* BEGIN Selection *
Moreover, seems it’s necessary to have root privilege (unfortunately I haven’t) to have Rtools installed in order to be able to make docxtractr work… may I have your opinion?

Thank You!

Not exactly sure what you mean by installed by both R and RStudio. Typically you should only have one R installation with one library. You could try and check your version’s library with this comand:
.libPaths()

The error messages hint that you do not have the relevant package docxtractr installed.

And you will have to install RServe in the latest version. One thing I had success wit recently is described here:

After you have done that you could tell RStudio to find the Rtools necessary to compile new packages

devtools::find_rtools()

To repeat that step by step:

  1. install the latest stable version of Rtools to the directory c:\Rtools (no fancy path please) and Devtools
  2. set the environments of the path to RTools accoring to this entry
  3. set the PATH to RTools in the “.Renviron” file by typing:

usethis::edit_r_environ()

this should open the “.Renviron” file (yes with a dot at the beginning). There you should be able to enter the necessary PATH

PATH=“C:\Rtools\bin;${PATH}”

  1. run the selection of the path

image

  1. tell RStudio to find RTools

devtools::find_rtools()

this should tell you that RTools is now active and you can use that. Now you can try to install RServe in the latest version again. Like this

install.packages(“Rserve”, “http://rforge.net/”, type = “source”, INSTALL_opts = “–no-multiarch”))

This:

install.packages(‘Rserve’,“http://rforge.net/",type="source

Or this (after you downloaded the .tar file and put it in the path. You have to change the path accoring to your local machine):

install.packages(‘~/Downloads/Rserve_1.8-6.tar’, repos = NULL, type=“source”)
* END Selection *
* BEGIN Record set *
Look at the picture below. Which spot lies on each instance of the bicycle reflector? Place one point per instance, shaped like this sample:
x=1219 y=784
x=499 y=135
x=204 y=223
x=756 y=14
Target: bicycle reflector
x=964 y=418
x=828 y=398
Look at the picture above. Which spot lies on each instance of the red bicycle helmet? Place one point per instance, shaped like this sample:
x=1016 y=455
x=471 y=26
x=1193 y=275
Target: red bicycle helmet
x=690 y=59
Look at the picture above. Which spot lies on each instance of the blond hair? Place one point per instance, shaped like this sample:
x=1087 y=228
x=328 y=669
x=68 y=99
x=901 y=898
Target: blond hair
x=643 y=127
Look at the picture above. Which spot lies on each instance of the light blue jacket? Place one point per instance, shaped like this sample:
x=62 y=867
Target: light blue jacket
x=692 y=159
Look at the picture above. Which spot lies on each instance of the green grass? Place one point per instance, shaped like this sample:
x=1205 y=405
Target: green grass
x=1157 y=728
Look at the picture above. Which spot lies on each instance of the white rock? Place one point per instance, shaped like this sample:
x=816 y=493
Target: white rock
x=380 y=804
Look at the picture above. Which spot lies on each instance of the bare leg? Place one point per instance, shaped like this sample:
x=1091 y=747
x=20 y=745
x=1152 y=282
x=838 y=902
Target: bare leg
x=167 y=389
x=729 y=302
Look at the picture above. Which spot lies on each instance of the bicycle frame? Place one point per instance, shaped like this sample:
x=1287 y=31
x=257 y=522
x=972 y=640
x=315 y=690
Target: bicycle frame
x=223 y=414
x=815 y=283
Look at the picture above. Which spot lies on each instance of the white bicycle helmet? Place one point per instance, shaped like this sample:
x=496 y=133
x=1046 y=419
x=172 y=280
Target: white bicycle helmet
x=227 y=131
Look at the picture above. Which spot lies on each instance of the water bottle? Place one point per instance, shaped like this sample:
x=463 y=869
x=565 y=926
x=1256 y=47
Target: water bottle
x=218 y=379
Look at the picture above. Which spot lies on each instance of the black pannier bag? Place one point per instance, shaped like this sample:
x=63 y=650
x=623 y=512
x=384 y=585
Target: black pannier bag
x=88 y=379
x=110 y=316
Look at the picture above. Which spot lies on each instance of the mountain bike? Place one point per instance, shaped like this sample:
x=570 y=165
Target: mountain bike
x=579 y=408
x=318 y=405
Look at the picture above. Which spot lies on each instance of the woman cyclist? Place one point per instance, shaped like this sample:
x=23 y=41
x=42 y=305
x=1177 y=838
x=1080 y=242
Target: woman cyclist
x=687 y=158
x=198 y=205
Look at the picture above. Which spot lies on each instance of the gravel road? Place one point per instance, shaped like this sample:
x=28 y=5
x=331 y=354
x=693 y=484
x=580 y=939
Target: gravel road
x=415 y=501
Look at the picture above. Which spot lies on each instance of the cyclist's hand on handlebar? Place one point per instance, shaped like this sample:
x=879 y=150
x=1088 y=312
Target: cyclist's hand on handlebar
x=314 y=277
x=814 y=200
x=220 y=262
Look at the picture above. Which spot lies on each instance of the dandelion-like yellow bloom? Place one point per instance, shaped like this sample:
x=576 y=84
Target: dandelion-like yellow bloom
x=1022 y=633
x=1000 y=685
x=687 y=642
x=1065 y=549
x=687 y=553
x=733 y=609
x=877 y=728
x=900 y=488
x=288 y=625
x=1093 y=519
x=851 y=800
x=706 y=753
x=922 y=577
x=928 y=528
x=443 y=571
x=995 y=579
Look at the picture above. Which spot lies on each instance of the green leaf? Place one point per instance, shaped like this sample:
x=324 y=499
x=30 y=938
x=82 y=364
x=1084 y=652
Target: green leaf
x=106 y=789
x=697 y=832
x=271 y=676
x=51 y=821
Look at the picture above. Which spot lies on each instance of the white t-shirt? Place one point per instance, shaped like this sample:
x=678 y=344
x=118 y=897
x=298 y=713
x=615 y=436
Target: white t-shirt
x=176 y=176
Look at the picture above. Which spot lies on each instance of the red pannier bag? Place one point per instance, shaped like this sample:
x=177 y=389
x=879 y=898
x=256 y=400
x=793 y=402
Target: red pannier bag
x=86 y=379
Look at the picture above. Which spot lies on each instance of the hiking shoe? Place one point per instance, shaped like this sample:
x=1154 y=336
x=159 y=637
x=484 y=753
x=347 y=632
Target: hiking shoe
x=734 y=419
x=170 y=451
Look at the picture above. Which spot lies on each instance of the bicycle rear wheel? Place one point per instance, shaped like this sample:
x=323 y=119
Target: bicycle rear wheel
* END Record set *
**Request 1:**
Can you rescale the entries starting at the line containing "of the gravel" and ending at the line containing "x=220 y=262", giving those lines again with the requests and their sample points unchanged but every answer coordinate multiplied by 0.8 and rounded to a whole number, halves up?
**Request 2:**
Can you extend the forum thread on installing Rtools and Rserve in R, picking up right after its last line?
The text and the entries are unrelated to each other.

**Task result 1:**
Look at the picture above. Which spot lies on each instance of the gravel road? Place one point per instance, shaped like this sample:
x=28 y=5
x=331 y=354
x=693 y=484
x=580 y=939
Target: gravel road
x=332 y=401
Look at the picture above. Which spot lies on each instance of the cyclist's hand on handlebar? Place one point per instance, shaped like this sample:
x=879 y=150
x=1088 y=312
Target: cyclist's hand on handlebar
x=251 y=222
x=651 y=160
x=176 y=210

**Task result 2:**
1 Like

Good evening Mlauber,

this are the versions of the libraries in R & RStudio

R

.libPaths()
[1] “C:/Users/10487/Documents/R/win-library/3.6” “C:/Program Files/R/R-3.6.0/library”

RStudio

.libPaths()
[1] “C:/Users/10487/Documents/R/win-library/3.6”
[2] “C:/Program Files/R/R-3.6.1/library”

this is weird… I installed docxtractr, and it works splitting tables both in R & RStudio… perhaps it is sufficient to call the library to make it work?

I have a problem with this: my status is “poweruser”, not admin, so by now I cannot install anything in c:\ (a request is pending…)

PS: about Rtools I have also this warning:
package ‘Rtools’ is not available (for R version 3.6.1): have I to downgrade the version?

Good evening, and thank You for your patience…!

hmm this mixture of libraries might cause problems. Question is what version KNIME is using and if the package is present there. It might be worth a try to completely remove all R versions and start fresh with just one library (not exactly sure how to force that).

Then Rtools might just be installed without R somewhere on your computer. Unfortunately RTools does not ‘like’ complicated path names (might be some bug). You might try:

C:/Users/10487/Documents/Rtools
C:/Users/10487/Rtools

and then try to show the path to R/RStudio. You can also try to force the package to a specific library of R and see if that makes any difference.

2 Likes

Thank you Mlauber, first thing I got same library for R & RStudio (it was sufficient to disinstall previous version of R - 3.6.0 - and maintain the upgrade - 3.6.1)

R
.libPaths()
[1] “C:/Users/10487/Documents/R/win-library/3.6”
[2] “C:/Program Files/R/R-3.6.1/library”

RStudio
.libPaths()
[1] “C:/Users/10487/Documents/R/win-library/3.6”
[2] “C:/Program Files/R/R-3.6.1/library”

Then I disinstalled RTools from the previous directory (within the path o R) and reinstalled in C:/Users/10487/Rtools: surprisingly, now it seems to be in C:/Rtools!
Is it possible?

I also downloaded and unzipped DevTools in C:\Users\10487\devtools_2.2.1, but, even though I read the links, I’m not sure I understood points 2 & 3:

1 Like

If after your measures RTools is there and the installation of RServe is working everything should be fine. The next steps are there to tell R where RTools is.

Enter it into the environment file which should be read when R starts. If this is not working tell an active R Session what the path is and try to find RTools. So then the active sessions ‘knows’ that RTools is there. I have no idea why this is such a fuss about this tool and why you can’t just enter the path somewhere and tell it what to use (or maybe there is a way and I have not found it yet).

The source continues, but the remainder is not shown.